── PASAJE PROPORCIONADO

Los contratos dan cuenta: al artista se le pagaría según avance de obra y el que sería el dueño fijaría las referencias. Si de Cristo crucificado se trataba, por ejemplo, se debía indicar cómo se le quería: Cristo triunfante (vivo, ojos abiertos, cuerpo erguido, boca entreabierta; Padre, perdónalos porque no saben lo que hacen); o Cristo doliente (agonizante, cuerpo arqueado, cabeza reclinada, si a la derecha o a la izquierda, las llagas sangrando y la boca con muecas de dolor: Padre, ¿por qué me has abandonado?); o Cristo resignado (muerto, ojos cerrados, con expresión serena; Padre, todo está consumado). Se podía agregar, al pié de la cruz, a las Marías (Inmaculada y Magdalena), a Juan (el apóstol amado) y, en un selfie narcicista y anacrónico, mezclado entre ellos, la figura de quien pagaba. Había cristos para vestir, hechos para que los fieles ocultasen la agonía con ropas lujosas, como quien alivia culpas. El panorama era completo si, además, se incluía al ladrón bueno y al malo porque, en el Calvario, hubo tres cruces.

────

• [SOBRE LA TAREA] Reproduce íntegro y sin ningún cambio el pasaje sobre los contratos de imágenes de Cristo crucificado.

── MATERIAL PROPORCIONADO

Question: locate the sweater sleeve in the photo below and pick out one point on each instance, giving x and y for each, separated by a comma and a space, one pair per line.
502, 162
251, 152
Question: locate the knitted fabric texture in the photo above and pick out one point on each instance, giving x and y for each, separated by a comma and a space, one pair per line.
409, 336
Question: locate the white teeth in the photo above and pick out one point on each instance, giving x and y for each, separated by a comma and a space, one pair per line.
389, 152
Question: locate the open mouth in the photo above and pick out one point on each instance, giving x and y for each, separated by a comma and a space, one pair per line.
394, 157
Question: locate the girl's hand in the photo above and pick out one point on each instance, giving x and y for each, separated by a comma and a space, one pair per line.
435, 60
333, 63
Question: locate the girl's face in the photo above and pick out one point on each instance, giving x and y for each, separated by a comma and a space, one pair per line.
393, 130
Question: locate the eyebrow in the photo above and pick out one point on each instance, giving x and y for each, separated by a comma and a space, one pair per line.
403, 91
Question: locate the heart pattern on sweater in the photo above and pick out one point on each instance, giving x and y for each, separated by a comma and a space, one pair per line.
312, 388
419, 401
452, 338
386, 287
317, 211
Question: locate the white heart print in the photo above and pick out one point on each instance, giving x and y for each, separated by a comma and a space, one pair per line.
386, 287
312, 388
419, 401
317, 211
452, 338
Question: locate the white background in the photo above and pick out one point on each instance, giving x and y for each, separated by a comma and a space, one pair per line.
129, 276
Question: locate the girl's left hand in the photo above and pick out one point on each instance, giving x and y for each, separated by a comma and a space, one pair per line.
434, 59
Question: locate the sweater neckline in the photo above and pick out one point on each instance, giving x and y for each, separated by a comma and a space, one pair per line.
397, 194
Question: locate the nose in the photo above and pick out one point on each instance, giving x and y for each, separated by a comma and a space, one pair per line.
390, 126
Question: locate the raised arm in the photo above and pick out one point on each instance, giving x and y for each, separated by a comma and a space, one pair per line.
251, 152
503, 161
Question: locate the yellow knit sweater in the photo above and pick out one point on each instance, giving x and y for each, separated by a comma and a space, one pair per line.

────

• [LA RESPUESTA]
Los contratos dan cuenta: al artista se le pagaría según avance de obra y el que sería el dueño fijaría las referencias. Si de Cristo crucificado se trataba, por ejemplo, se debía indicar cómo se le quería: Cristo triunfante (vivo, ojos abiertos, cuerpo erguido, boca entreabierta; Padre, perdónalos porque no saben lo que hacen); o Cristo doliente (agonizante, cuerpo arqueado, cabeza reclinada, si a la derecha o a la izquierda, las llagas sangrando y la boca con muecas de dolor: Padre, ¿por qué me has abandonado?); o Cristo resignado (muerto, ojos cerrados, con expresión serena; Padre, todo está consumado). Se podía agregar, al pié de la cruz, a las Marías (Inmaculada y Magdalena), a Juan (el apóstol amado) y, en un selfie narcicista y anacrónico, mezclado entre ellos, la figura de quien pagaba. Había cristos para vestir, hechos para que los fieles ocultasen la agonía con ropas lujosas, como quien alivia culpas. El panorama era completo si, además, se incluía al ladrón bueno y al malo porque, en el Calvario, hubo tres cruces.